**СУТЬ ЗАДАНИЯ**. Продолжите текст о социальном протесте в Татарстане, начав сразу после его последнего предложения.

В ПЕРИОД ДО КОНЦА 1988 г. проявления социального протеста в Татарстане больше напоминали ситуацию в других регионах РСФСР или Балтийских странах, нежели в тюркоязычных республиках Центральной Азии. Первым объектом стала территория. Прежде всего под огонь критики попало ее экологическое состояние, а затем — и благоустройство в широком смысле слова. Экологический протест был делом этнически разнообразных групп (А. Колесник, Татарстан) и позволил ориентировать социальное негодование первоначально на спасение природного, а затем и всего исторического достояния. Сомнения в способе социализации природных ресурсов трансформировались в критику коллективной собственности на средства производства. Отпала нужда в использовании понятия (природного) достояния, связанного с какой-то особой территорией, подвергалась сомнению вообще вся советская система, а не только ее территориальные аспекты. Так появился антицентрализаторский политический рефлекс, не ставивший, однако, под сомнение существовавшие местные идеологические и административные структуры. Он воплотился в требование местного самоуправления, мощно поддержанное московскими реформаторами. В первое время казалось, что экологические лозунги ограничатся критикой способов социализации окружающей среды и перераспределения природного пространства. Последнее воспринималось скорее утилитарно: вода — для питья, земля — для возделывания, воздух — для дыхания. Экологическая борьба сосредоточилась на местных проблемах, ее успехи поэтому непосредственно ощущались населением. Татары Сибири (19) и Казахстана активно участвовали в ней в своих городах: русские Татарстана также очень деятельно защищали свое жизненное пространство. Казалось очевидным, что в в данном случае само по себе понятие территории не подходит для объяснения экологических корней становления национального сознания. В этом процессе территория должна восприниматься не как представляющий опасность объект, но только как субъект. И тогда родовые признаки природы рельефно выделяются, позволяя осознавать ее не в строго пространственном смысле, но шире — в историческом. Под вопрос ставится уже не социализация природы, а история овладения ею.

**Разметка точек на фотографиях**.
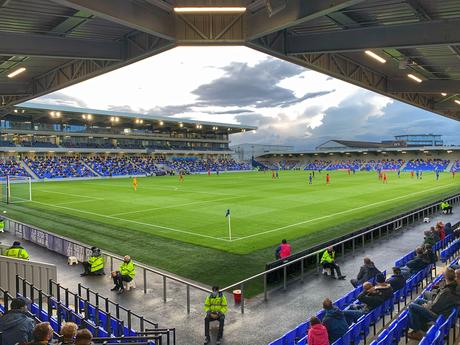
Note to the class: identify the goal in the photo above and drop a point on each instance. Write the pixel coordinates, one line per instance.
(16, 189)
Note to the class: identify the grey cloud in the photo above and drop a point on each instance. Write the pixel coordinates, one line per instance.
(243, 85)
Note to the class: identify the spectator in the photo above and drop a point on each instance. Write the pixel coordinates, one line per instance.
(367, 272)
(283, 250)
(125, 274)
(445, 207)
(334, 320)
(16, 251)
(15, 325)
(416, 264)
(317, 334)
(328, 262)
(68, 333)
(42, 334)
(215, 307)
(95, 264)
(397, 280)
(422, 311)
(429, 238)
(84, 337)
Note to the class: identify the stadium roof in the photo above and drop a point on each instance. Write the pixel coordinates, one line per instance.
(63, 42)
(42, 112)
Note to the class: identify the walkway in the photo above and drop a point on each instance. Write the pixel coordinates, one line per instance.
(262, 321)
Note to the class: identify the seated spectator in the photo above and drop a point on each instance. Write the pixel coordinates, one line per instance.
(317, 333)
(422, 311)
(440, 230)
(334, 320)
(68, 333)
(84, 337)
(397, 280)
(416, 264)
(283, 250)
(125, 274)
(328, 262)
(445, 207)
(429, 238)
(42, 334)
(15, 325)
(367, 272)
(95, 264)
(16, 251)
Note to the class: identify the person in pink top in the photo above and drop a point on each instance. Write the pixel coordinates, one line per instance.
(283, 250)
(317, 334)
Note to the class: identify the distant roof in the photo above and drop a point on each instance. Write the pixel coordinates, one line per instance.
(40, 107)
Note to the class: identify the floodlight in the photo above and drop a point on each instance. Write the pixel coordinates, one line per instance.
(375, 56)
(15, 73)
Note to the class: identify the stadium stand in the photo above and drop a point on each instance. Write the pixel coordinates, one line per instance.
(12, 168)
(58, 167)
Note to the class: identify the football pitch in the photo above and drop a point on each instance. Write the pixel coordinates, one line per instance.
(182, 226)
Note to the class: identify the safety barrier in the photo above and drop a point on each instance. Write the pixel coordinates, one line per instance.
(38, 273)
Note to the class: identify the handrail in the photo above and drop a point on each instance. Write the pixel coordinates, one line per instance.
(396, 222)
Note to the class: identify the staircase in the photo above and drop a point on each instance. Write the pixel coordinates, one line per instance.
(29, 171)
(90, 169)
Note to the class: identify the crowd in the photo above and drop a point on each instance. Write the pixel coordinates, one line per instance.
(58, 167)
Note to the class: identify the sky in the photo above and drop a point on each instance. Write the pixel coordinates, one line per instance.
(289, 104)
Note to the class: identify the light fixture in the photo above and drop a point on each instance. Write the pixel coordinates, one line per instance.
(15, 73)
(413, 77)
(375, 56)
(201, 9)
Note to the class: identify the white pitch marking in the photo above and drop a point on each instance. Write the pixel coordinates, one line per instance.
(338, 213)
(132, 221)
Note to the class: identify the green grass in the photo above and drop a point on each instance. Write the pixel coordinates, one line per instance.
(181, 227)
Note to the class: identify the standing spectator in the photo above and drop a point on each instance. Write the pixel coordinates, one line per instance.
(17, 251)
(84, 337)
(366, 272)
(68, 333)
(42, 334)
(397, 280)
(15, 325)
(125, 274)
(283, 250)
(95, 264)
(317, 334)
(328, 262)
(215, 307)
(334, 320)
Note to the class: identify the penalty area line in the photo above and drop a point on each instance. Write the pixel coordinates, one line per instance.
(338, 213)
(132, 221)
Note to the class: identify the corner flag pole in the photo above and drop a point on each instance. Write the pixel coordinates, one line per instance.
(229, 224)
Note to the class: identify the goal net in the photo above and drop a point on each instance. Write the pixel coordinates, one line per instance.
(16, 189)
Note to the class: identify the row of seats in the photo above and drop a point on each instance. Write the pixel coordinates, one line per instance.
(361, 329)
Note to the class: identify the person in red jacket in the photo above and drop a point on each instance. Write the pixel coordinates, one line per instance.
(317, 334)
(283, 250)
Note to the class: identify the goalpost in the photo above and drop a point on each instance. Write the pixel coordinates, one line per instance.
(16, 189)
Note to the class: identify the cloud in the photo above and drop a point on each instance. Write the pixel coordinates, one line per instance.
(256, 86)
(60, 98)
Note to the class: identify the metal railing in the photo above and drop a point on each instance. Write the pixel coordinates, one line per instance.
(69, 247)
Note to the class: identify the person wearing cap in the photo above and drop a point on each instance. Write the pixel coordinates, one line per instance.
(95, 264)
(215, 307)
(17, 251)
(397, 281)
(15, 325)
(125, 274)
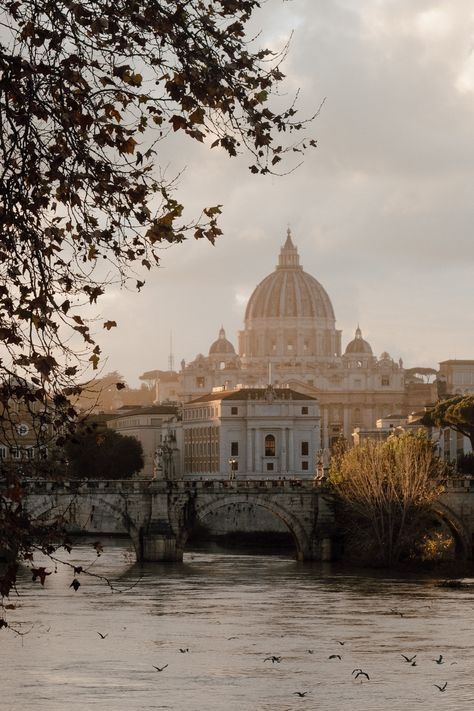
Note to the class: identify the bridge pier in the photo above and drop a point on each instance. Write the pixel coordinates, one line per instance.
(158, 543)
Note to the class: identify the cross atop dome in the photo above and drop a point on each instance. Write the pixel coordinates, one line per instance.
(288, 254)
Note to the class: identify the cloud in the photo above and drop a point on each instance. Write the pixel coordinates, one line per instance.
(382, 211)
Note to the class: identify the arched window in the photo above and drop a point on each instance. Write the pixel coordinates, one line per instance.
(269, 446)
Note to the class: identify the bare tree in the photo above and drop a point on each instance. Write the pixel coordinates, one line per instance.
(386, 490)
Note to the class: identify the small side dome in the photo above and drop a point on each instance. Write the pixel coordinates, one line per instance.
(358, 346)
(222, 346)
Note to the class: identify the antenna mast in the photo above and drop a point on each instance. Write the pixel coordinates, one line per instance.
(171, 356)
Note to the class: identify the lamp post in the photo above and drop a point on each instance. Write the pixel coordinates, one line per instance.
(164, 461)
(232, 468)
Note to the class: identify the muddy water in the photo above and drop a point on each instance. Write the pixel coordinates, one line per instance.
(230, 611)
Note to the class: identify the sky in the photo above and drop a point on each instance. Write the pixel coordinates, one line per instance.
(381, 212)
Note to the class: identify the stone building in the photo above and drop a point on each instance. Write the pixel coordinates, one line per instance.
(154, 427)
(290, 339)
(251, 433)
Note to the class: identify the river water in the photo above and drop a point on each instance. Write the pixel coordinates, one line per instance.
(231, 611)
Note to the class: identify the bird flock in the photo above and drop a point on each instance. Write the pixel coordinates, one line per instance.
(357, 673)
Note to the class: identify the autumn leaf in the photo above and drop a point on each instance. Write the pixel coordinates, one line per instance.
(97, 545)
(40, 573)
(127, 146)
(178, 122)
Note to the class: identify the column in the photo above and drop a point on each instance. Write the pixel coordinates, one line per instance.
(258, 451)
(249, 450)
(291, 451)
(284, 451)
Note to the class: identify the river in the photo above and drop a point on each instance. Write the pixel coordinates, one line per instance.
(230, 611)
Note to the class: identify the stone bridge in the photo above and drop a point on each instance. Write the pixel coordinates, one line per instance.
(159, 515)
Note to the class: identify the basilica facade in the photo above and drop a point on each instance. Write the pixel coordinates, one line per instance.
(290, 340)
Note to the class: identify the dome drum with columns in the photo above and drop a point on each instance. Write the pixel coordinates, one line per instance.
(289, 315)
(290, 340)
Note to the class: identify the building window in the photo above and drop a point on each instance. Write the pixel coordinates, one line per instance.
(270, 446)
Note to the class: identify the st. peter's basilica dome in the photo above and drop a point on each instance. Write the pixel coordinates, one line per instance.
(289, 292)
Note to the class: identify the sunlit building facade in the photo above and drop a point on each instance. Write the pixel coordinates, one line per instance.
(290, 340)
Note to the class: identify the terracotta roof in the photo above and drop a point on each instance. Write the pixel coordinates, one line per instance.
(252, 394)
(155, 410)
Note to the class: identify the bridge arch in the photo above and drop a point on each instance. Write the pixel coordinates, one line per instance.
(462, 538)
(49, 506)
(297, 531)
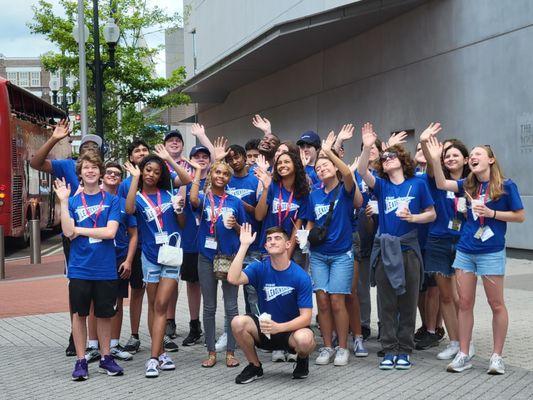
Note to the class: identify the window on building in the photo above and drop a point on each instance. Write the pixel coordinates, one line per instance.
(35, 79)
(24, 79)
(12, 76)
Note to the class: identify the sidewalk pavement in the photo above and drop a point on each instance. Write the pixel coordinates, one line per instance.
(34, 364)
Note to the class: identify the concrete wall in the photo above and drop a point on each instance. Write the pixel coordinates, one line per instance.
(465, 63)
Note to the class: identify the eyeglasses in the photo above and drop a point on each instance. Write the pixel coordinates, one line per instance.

**ИТОГОВЫЙ ОТВЕТ**.
Стремящаяся к самореформированию политическая идеология всегда соперничает с политической мифологией, характерной для общества аграрного типа (20). Но использованная в данном случае политическая мифология прославляла прошлое татар и представляла русских как завоевателей исторической территории Татарстана. И это несмотря а то, что вначале на первый план выдвигался аргумент об общем природном наследии обитателей земель. Волга (Идель) стала темой всех выступлений татарских общественных деятелей. Территория больше не являлась пространством, она превратилась в Святая Святых. С тех пор обозначились два различных понимания территории: одно — пространственное и всеобщее, сознательно внеисторическое, другое — историческое и символическое.

НАЦИОНАЛЬНЫЕ движения, формировавшиеся в течение всего 1988 г., широко использовали экологическую аргументацию прежде всего в символическом смысле, чтобы осудить деспотическую индустриализацию и вообще подкрепить наглядными примерами свое отношение к варварскому характеру "советской колонизации".

Политическое использование символов, связанных с состоянием окружающей среды, позволило национальным движениям открыть дискуссию о татарской истории и культуре. Их деятели скоро отказались от выступлений, ограниченных проблема-ми охраны природы. Главной заботой стало определение культуры, точнее — "высокой культуры" и прежде всего его инструмента — языка. У последнего есть ясная функция в формировании нации: язык обеспечивает однородную экзосоциализацию человеческого сообщества, лишая автономии местные культуры. В случае с сегодняшними татарами речь идет не столько о том, что бы изменить статус автономизированных местных культур, сколько о том, чтобы оживить исчезнувшую было собственную "высокую культуру". Но она может возникнуть вновь лишь при условии обновленной инструментализации языка.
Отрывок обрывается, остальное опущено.